EXERCISE BRIEF:
The line containing "Produce ground-truth annotations for the fireplace visible" and every line after it to the end of the records: set those down exactly, without any pictures.

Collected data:
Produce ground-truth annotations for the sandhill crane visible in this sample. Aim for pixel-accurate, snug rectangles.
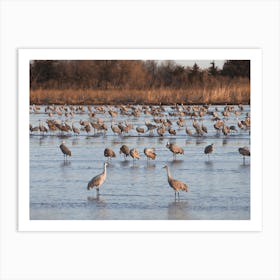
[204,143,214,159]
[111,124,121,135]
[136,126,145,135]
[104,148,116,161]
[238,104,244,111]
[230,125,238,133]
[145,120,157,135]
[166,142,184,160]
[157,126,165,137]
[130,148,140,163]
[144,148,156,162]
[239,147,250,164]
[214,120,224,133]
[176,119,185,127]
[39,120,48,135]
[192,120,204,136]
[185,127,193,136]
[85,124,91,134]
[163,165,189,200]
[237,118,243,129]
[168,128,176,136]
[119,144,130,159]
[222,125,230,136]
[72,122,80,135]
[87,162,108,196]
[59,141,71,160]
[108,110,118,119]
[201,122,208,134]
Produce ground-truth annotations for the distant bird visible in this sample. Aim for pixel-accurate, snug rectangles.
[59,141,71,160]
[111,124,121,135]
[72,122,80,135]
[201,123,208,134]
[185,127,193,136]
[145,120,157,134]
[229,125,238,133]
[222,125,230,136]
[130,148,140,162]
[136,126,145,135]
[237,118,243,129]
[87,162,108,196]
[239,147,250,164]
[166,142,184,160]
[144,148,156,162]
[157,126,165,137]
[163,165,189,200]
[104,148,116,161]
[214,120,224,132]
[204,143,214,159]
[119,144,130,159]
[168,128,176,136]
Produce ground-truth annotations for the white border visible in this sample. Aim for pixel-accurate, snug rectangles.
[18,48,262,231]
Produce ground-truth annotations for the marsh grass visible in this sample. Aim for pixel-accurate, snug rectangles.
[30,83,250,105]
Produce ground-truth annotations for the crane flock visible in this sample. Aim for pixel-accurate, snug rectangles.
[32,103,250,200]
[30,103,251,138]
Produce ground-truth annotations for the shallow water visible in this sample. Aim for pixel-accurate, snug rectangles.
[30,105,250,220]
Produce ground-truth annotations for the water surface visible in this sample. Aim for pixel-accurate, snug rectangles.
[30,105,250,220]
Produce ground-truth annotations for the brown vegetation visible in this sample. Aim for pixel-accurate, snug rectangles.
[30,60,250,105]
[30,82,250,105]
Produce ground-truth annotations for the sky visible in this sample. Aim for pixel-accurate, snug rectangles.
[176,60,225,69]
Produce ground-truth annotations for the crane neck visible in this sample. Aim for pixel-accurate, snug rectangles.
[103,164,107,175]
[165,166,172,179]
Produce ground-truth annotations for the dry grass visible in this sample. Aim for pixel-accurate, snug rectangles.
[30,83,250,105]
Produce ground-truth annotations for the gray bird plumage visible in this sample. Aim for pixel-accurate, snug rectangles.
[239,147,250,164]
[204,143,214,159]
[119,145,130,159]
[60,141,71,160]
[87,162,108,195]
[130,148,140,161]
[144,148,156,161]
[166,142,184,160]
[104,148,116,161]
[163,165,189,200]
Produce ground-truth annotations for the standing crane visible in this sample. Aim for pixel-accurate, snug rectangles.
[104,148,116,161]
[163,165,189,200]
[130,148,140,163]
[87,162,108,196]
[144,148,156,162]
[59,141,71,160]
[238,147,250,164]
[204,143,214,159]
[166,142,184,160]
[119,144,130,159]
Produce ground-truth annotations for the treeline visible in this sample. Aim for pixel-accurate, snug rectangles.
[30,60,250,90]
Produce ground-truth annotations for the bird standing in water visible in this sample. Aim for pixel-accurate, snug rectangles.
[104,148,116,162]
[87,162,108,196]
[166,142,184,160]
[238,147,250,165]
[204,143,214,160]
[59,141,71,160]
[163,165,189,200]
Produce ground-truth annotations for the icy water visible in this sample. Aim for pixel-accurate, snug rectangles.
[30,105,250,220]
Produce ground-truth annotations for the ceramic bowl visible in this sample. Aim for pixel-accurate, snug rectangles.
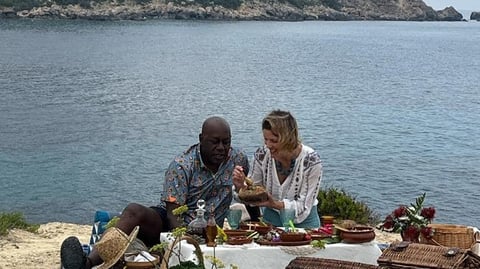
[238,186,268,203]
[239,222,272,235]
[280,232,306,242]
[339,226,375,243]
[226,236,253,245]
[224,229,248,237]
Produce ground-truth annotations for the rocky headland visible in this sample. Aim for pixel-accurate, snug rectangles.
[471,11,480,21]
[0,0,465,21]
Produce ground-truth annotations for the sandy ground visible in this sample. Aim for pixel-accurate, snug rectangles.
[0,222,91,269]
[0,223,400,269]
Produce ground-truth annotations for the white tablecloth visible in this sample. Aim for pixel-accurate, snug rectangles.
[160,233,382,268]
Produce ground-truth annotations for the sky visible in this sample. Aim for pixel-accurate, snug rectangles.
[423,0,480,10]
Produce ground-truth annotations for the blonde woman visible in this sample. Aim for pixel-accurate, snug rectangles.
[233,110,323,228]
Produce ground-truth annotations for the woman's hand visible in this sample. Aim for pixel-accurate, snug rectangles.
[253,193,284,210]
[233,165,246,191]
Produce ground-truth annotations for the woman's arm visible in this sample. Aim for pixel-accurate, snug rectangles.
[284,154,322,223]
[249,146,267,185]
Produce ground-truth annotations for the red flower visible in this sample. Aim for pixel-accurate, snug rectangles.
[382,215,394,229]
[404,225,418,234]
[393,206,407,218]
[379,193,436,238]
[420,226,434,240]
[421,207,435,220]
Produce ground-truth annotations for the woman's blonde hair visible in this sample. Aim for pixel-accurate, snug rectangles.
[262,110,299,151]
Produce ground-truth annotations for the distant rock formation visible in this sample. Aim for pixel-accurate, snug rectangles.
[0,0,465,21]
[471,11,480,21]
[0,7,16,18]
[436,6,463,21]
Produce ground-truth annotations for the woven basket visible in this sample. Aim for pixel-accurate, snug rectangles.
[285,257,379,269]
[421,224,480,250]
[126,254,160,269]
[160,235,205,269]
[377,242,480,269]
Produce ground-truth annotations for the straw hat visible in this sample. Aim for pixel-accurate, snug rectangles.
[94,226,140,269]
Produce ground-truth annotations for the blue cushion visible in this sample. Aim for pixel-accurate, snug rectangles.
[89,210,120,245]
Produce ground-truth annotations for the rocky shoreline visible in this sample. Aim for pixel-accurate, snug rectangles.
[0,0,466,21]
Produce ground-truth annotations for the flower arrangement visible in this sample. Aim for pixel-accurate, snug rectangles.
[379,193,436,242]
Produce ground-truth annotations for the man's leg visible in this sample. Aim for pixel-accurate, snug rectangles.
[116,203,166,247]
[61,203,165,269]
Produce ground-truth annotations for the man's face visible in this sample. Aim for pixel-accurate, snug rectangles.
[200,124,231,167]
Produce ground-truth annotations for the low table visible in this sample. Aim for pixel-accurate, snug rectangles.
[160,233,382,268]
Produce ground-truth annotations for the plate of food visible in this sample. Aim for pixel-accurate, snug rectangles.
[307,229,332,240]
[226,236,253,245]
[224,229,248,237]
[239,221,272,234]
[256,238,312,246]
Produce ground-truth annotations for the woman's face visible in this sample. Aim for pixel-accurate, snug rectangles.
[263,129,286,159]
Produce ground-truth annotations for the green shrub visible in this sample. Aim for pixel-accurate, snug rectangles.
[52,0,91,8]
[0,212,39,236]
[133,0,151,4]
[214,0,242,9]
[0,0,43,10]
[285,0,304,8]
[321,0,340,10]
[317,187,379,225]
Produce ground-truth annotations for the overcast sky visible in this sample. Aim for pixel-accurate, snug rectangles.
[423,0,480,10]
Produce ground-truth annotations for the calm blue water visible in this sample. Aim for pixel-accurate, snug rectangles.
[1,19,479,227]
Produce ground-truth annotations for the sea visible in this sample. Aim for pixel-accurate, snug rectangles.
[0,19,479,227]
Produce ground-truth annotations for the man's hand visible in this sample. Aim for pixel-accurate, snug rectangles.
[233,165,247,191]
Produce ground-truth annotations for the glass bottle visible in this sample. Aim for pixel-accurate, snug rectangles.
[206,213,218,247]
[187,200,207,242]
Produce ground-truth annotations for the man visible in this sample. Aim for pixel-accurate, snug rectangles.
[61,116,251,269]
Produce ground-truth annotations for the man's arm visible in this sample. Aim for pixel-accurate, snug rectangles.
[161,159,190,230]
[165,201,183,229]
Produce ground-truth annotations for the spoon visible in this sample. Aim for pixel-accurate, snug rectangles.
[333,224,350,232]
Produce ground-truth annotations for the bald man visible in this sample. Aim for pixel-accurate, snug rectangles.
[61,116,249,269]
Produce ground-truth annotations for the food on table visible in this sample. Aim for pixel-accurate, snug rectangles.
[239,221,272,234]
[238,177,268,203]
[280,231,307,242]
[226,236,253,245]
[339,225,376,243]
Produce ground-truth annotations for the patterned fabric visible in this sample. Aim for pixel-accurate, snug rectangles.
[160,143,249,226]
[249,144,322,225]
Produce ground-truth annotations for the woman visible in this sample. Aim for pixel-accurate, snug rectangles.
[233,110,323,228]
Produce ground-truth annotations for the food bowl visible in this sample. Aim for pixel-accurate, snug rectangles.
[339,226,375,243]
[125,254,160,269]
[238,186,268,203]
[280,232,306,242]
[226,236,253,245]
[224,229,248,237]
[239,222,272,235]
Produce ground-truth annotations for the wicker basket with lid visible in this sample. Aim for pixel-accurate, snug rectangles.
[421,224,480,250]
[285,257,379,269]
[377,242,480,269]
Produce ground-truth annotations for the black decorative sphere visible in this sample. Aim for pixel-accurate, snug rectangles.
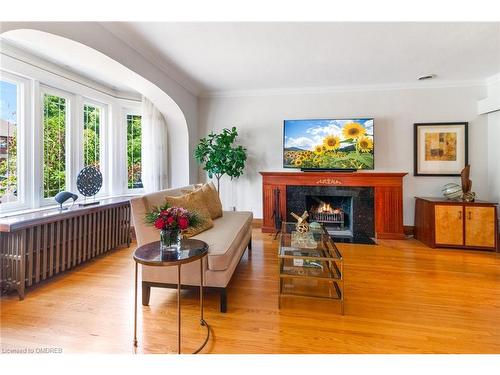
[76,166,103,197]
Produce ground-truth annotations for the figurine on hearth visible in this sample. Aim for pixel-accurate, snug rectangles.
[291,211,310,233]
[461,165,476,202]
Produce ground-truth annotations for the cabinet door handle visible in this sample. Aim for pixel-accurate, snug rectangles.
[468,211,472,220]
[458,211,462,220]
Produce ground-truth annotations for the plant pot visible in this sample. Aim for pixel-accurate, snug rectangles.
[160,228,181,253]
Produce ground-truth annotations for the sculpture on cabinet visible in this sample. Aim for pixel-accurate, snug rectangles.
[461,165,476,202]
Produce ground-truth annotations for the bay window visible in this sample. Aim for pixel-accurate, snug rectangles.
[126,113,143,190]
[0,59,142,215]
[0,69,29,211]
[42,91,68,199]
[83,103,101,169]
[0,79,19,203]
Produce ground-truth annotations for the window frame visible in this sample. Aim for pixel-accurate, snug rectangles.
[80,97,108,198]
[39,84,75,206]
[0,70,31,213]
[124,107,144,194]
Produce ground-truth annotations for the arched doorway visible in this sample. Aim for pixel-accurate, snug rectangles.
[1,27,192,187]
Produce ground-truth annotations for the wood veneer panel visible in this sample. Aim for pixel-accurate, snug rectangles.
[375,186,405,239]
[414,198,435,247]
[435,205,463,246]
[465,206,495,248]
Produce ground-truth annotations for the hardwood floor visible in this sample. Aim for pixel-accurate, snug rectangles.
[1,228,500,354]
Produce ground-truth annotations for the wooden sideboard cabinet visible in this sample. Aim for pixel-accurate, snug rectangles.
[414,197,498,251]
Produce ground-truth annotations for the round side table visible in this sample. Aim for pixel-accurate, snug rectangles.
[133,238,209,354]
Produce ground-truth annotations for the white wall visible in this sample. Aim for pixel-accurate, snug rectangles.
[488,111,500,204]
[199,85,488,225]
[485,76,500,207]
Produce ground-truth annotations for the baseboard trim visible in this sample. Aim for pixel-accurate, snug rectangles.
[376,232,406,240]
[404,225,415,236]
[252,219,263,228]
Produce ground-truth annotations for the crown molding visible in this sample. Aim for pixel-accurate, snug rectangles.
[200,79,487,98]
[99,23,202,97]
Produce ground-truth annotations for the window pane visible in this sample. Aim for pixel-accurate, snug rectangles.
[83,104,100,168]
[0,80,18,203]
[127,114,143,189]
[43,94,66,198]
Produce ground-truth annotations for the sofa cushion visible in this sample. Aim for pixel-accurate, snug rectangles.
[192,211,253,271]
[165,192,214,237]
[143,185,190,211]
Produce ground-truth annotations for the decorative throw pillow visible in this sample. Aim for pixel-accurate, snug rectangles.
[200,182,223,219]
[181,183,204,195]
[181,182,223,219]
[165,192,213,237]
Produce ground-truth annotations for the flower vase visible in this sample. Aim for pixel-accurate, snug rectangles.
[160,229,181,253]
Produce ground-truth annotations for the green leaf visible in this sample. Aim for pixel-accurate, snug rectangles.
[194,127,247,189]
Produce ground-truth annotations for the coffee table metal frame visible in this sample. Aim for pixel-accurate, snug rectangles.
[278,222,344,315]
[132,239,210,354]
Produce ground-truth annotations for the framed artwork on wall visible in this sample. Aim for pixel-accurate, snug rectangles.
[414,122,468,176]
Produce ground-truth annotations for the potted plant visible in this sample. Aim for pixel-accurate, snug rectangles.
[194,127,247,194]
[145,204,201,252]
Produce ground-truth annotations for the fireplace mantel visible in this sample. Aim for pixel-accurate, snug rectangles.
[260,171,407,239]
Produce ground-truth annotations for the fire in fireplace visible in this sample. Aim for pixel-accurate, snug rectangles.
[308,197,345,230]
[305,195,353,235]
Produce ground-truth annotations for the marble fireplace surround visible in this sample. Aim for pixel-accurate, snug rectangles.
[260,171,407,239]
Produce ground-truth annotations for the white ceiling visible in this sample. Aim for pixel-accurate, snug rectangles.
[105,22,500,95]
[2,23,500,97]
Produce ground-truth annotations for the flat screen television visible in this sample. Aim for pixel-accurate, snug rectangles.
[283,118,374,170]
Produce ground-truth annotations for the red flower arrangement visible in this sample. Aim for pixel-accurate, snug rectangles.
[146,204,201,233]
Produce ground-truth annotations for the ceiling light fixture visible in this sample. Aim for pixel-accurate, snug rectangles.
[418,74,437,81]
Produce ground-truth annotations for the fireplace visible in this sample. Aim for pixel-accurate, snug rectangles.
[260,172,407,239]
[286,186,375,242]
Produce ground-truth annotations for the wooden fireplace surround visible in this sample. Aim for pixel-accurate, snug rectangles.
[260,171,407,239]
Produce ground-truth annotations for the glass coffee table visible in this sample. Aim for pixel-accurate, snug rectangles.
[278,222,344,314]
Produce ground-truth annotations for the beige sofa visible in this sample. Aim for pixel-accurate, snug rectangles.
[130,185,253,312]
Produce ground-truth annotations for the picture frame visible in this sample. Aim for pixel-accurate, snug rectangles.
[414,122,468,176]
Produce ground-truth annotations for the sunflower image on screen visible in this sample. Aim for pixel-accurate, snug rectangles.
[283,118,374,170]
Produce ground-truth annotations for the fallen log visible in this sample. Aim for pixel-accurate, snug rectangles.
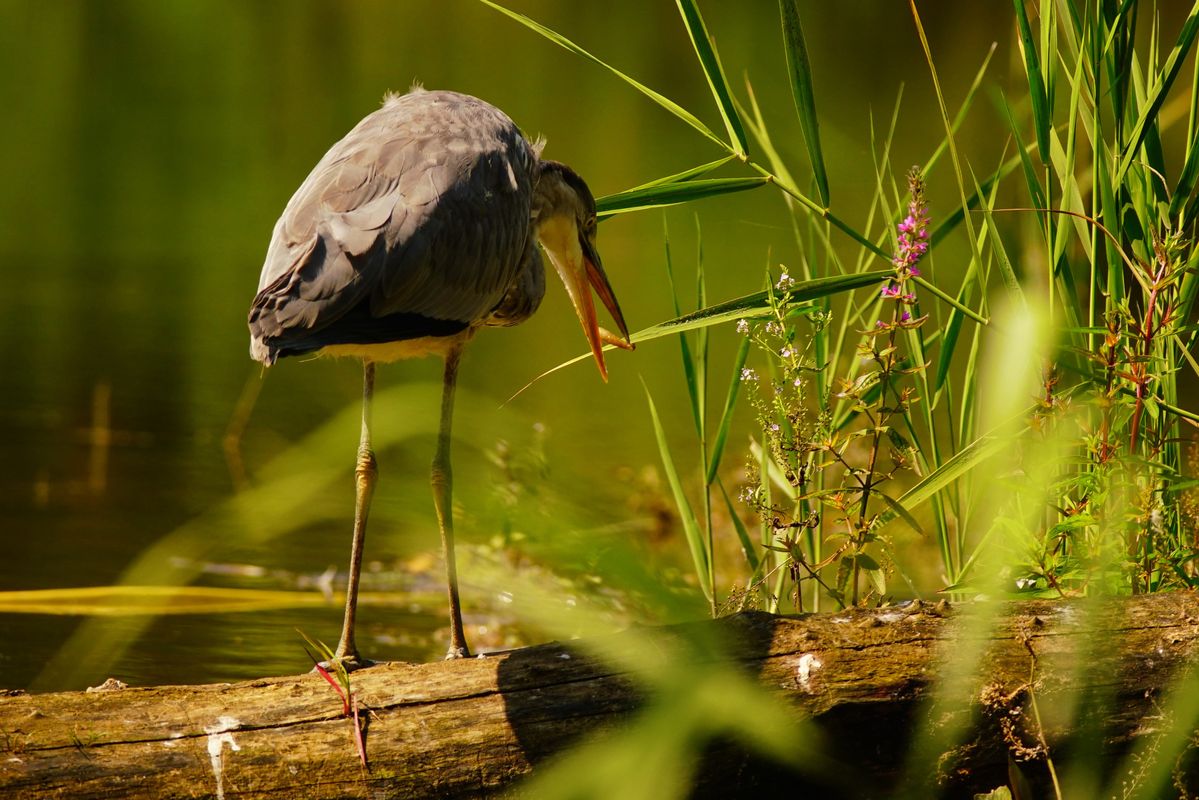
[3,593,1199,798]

ANSWER BOX:
Produce ground-truth annotations for the fireplace visible in this sample. Aim for pixel-accurate, snug rectangles.
[260,172,407,239]
[286,186,375,242]
Produce ground-truth annotations for the wooden fireplace surround visible in this sample. Aim for pixel-accurate, snug rectangles.
[260,171,407,239]
Produce ground-truth annotations for the glass coffee table visible in this sample. Aim for pixel-accurate, snug rectangles.
[278,222,344,314]
Produce ground-truth annotations for the beige sofa visible in this sample. Aim for pixel-accurate, snug rectangles.
[130,185,253,312]
Produce ground-truth annotations for the picture frame visible in this sample. Aim for pixel-accurate, snug rectangles.
[414,122,468,176]
Produce ground-truth annotations for the sunflower image on screen visible in this sample. Aim for pixel-accurate, snug rectangles.
[283,118,374,170]
Produce ground-truth annotations for the fallen log visible in this sample. Aim for pixel-accurate, snug rectangles.
[3,593,1199,798]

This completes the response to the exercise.